■ **Task**:
Repeat word for word the stretch of the Leidos call transcript from "Hi. Its Seth." through "Raytheon and Aerojet?".

■ **Extract to read**:

------------------------------------------------

Thanks, Roger. Thanks, Chris.

Roger Krone
Chairman & Chief Executive Officer at Leidos

Okay, Bert.

Operator

Our next question is from the line of Seth Seifman with JPMorgan. Please proceed with your questions.

Seth Seifman
Analyst at JPMorgan Chase & Co.

Hey, thanks very much and --

Roger Krone
Chairman & Chief Executive Officer at Leidos

Hi, Tobey.

Seth Seifman
Analyst at JPMorgan Chase & Co.

Hi. Its Seth. Just a quick one from me this morning keep it short. But the release mentions the reduction in materials intake at Dynetics as a driver for defense. Does that have to do with sort of scheduled changes in activity there, or is that more of a supply chain issue kind of as we've seen across the industry including at some companies in similar areas like Raytheon and Aerojet?

Chris Cage
Chief Financial Officer at Leidos

Yeah. So Seth it -- obviously, supply chain is a factor that we're seeing here and there. But the particular issue in hypersonics was kind of plan, the cycle production schedule for that program. It's following course that we expected it to. Now we're hopeful for some more authorizations from a funding perspective that could help the program. As a growth catalyst in 2023 that's something we're paying attention to. But right now there's not a big issue from a supply chain bottleneck although I would say that we're still not out of the woods on that as it relates to certain component parts in various parts of the business. But it hasn't been a major factor for us this quarter.

------------------------------------------------

■ **Extracted material**:
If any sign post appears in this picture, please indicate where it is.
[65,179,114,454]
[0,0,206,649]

------------------------------------------------

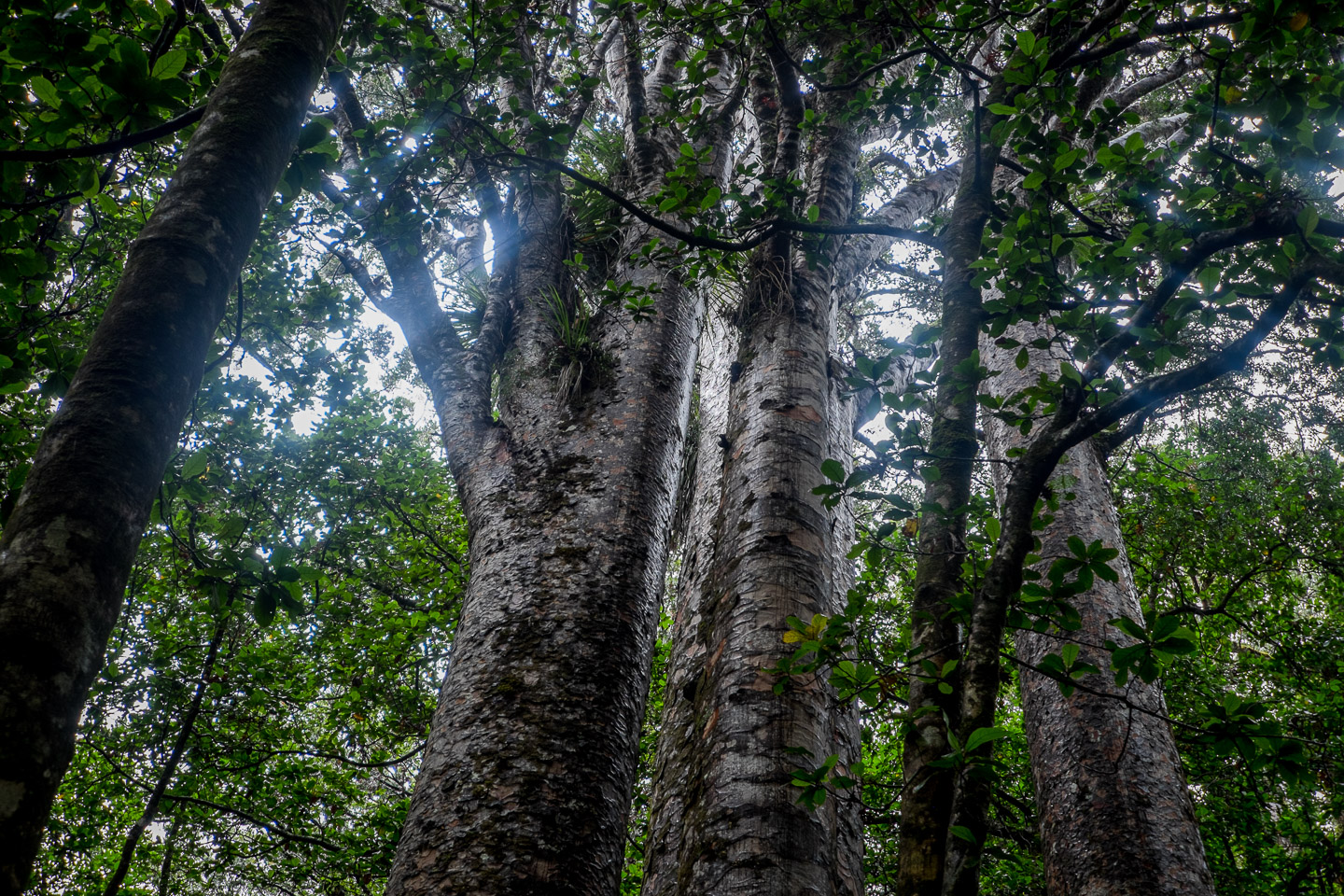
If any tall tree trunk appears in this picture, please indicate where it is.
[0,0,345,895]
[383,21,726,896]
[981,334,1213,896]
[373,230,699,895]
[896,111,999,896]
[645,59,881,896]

------------------------------------------------

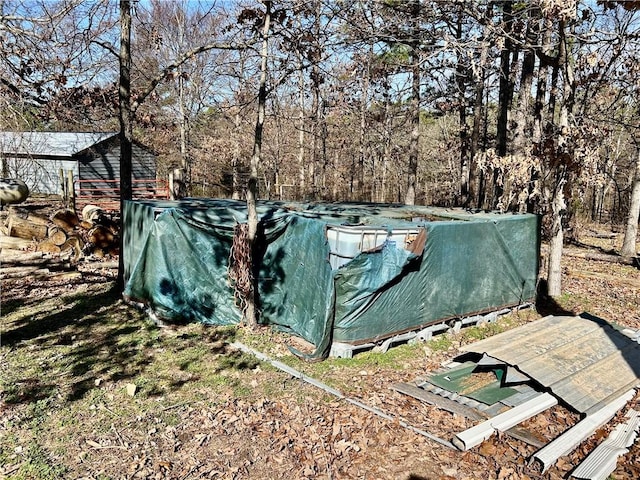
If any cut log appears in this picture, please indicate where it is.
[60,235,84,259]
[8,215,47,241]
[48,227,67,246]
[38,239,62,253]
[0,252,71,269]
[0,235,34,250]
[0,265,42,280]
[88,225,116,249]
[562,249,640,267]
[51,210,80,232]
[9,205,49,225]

------------------------------------------------

■ **Answer box**:
Hi. Its Seth. Just a quick one from me this morning keep it short. But the release mentions the reduction in materials intake at Dynetics as a driver for defense. Does that have to do with sort of scheduled changes in activity there, or is that more of a supply chain issue kind of as we've seen across the industry including at some companies in similar areas like Raytheon and Aerojet?